Entries taken from a collection
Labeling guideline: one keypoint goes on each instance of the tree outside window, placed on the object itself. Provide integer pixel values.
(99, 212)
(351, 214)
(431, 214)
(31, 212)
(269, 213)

- Set problem -
Reproduce every one of the entries above verbatim, line for line.

- Task answer -
Labeling guideline: one keypoint goes on each instance of the tree outside window, placed on the object itself. Provide integer pixel values.
(99, 212)
(351, 214)
(431, 214)
(31, 212)
(269, 213)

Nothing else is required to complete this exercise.